■ **EXERCISE INSTRUCTIONS**:
Transcribe the data below exactly, but only from the line containing "subject: brown and white horse" through its final line, both included.

[Stored data]
···

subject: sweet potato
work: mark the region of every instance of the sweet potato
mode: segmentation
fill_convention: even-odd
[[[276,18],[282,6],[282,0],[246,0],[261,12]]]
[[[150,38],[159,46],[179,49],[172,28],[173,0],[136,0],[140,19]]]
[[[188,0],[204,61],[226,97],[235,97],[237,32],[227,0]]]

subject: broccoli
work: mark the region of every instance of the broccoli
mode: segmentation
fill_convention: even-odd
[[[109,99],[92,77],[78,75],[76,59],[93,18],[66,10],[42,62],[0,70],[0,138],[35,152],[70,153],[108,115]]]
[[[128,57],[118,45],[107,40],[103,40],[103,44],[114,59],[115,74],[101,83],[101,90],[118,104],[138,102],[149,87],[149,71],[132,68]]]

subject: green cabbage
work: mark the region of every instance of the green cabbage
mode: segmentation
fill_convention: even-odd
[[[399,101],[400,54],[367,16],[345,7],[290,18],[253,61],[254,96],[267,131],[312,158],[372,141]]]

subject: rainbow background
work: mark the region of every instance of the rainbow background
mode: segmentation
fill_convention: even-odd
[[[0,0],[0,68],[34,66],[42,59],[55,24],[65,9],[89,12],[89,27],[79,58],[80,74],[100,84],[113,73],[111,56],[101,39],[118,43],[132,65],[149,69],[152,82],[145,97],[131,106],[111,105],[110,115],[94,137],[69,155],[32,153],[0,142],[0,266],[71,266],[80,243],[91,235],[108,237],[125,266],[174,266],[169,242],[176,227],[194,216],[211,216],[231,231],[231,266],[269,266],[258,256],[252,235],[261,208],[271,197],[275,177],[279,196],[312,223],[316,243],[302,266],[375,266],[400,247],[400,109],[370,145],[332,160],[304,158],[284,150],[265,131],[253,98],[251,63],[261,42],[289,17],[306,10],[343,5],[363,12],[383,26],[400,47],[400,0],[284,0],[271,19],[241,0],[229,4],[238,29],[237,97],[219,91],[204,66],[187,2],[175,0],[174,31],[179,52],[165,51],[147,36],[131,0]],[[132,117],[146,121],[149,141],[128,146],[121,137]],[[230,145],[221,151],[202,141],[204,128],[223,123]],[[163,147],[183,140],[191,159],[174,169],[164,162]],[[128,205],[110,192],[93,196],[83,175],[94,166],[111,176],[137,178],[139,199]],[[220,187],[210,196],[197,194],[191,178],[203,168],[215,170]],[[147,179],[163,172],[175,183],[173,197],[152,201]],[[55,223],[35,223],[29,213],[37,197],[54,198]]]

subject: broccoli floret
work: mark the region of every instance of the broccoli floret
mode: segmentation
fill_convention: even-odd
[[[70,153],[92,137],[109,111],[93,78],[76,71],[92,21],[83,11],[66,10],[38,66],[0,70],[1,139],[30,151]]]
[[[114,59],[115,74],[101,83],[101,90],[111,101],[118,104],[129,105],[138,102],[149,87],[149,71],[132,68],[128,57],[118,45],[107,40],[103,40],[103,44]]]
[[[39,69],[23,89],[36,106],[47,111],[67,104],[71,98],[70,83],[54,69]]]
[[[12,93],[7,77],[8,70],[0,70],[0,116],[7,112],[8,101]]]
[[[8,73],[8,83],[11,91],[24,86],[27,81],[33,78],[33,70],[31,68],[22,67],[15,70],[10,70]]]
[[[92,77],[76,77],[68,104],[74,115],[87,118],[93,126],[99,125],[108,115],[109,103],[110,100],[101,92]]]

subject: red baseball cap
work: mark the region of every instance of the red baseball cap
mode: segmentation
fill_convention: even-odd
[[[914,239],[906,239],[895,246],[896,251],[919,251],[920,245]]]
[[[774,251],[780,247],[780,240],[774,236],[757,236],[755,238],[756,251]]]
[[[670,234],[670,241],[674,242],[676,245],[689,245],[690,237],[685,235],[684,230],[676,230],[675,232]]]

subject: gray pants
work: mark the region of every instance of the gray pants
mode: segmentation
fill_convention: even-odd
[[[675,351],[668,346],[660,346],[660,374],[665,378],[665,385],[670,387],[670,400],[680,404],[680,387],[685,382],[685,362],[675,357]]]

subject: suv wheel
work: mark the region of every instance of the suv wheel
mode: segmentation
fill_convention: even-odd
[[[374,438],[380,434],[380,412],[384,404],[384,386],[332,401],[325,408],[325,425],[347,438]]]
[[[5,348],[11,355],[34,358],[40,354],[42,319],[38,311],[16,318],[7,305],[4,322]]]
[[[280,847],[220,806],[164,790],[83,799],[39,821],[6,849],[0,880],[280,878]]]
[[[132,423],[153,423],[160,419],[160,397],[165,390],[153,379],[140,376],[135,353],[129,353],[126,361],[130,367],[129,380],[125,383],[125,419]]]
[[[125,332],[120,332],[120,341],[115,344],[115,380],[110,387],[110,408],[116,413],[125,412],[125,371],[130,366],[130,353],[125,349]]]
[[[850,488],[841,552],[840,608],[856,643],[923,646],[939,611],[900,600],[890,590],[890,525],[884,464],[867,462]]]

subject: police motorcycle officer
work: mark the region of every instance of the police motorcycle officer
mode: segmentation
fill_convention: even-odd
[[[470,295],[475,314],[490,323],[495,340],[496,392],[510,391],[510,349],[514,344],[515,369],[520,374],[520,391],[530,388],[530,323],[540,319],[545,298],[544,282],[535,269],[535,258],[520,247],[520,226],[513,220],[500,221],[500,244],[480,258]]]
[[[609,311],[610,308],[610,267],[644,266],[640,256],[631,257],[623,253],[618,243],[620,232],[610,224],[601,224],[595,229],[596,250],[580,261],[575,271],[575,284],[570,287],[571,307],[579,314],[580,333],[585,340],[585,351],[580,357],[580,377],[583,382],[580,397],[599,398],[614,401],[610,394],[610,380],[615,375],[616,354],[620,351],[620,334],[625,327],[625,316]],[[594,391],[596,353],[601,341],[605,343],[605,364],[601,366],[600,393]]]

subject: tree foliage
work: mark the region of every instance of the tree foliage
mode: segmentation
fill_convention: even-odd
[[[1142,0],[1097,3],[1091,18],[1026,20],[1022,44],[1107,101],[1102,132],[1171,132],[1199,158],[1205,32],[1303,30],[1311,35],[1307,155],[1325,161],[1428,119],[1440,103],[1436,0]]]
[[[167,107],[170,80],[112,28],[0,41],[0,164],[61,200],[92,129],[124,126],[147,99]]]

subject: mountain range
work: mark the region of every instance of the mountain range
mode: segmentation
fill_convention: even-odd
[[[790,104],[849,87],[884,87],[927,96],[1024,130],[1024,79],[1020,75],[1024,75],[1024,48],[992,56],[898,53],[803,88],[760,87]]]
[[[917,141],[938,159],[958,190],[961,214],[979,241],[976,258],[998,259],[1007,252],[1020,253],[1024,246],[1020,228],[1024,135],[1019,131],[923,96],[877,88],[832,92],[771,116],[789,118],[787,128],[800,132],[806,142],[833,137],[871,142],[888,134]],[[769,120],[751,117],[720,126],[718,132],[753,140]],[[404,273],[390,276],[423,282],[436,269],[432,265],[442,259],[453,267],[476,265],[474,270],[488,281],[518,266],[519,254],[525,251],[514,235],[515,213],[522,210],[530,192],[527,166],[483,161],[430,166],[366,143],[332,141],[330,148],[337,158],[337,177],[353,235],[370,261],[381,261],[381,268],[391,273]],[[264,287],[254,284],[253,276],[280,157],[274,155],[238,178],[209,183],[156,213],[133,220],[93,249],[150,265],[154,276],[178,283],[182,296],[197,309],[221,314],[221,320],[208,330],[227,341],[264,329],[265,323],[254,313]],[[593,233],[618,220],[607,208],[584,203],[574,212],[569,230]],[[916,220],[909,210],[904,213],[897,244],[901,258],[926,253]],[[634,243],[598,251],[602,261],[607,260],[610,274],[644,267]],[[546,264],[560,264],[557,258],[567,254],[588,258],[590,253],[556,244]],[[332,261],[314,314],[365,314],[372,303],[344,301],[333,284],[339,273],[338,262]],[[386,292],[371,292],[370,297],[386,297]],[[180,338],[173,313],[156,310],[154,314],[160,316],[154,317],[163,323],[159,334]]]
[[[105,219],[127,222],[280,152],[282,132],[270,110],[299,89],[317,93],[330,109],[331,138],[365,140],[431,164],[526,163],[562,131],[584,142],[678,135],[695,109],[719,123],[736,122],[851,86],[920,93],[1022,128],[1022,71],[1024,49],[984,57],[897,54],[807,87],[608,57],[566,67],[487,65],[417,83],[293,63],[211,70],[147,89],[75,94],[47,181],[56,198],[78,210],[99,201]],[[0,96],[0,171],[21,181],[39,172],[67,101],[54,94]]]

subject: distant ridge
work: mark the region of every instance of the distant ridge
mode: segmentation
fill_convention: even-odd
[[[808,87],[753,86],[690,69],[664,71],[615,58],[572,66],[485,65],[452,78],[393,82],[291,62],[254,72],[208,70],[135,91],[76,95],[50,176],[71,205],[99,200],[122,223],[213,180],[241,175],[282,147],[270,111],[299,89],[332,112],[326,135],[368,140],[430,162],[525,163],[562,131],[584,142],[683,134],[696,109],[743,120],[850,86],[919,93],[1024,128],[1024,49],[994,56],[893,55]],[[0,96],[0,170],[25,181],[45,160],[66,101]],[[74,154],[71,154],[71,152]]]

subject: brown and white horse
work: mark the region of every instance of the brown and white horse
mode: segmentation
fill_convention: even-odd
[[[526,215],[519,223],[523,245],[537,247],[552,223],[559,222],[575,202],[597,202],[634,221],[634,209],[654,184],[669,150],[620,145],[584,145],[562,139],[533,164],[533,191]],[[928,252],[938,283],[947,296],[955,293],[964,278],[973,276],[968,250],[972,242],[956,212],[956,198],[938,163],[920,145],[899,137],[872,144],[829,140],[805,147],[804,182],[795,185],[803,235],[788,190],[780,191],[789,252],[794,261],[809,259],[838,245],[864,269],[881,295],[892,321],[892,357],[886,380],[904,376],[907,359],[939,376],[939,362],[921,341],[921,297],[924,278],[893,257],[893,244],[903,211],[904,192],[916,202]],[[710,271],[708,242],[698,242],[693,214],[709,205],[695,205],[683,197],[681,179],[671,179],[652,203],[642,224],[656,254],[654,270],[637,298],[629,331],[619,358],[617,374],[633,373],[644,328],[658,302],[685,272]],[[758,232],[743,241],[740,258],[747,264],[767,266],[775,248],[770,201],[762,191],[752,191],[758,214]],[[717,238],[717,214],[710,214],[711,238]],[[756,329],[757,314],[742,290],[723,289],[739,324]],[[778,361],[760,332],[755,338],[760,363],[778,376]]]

···

■ **SOLUTION TO THIS PROBLEM**:
subject: brown and white horse
work: mark the region of every instance of the brown and white horse
mode: segmentation
fill_convention: even-odd
[[[526,215],[519,223],[523,245],[537,247],[552,223],[559,222],[575,202],[597,202],[634,221],[634,209],[654,184],[669,150],[620,145],[584,145],[562,139],[533,164],[533,191]],[[928,252],[938,283],[947,296],[955,293],[964,278],[973,276],[968,250],[972,242],[956,212],[956,198],[938,163],[920,145],[899,137],[872,144],[829,140],[805,147],[804,182],[795,185],[803,235],[788,190],[780,191],[789,252],[794,261],[809,259],[838,245],[864,269],[881,295],[892,321],[892,357],[886,380],[904,376],[907,359],[939,376],[939,362],[921,341],[921,297],[924,278],[893,257],[893,244],[903,211],[904,192],[916,202]],[[710,271],[708,242],[698,242],[693,214],[709,205],[695,205],[683,197],[681,179],[671,179],[652,203],[642,224],[656,254],[654,270],[637,298],[629,331],[619,358],[617,374],[633,373],[644,328],[658,302],[685,272]],[[758,232],[743,241],[740,258],[747,264],[767,266],[775,248],[770,201],[762,191],[752,191],[758,214]],[[717,238],[717,214],[710,214],[711,238]],[[756,329],[757,314],[742,290],[723,289],[739,324]],[[778,361],[760,332],[755,338],[760,363],[778,376]]]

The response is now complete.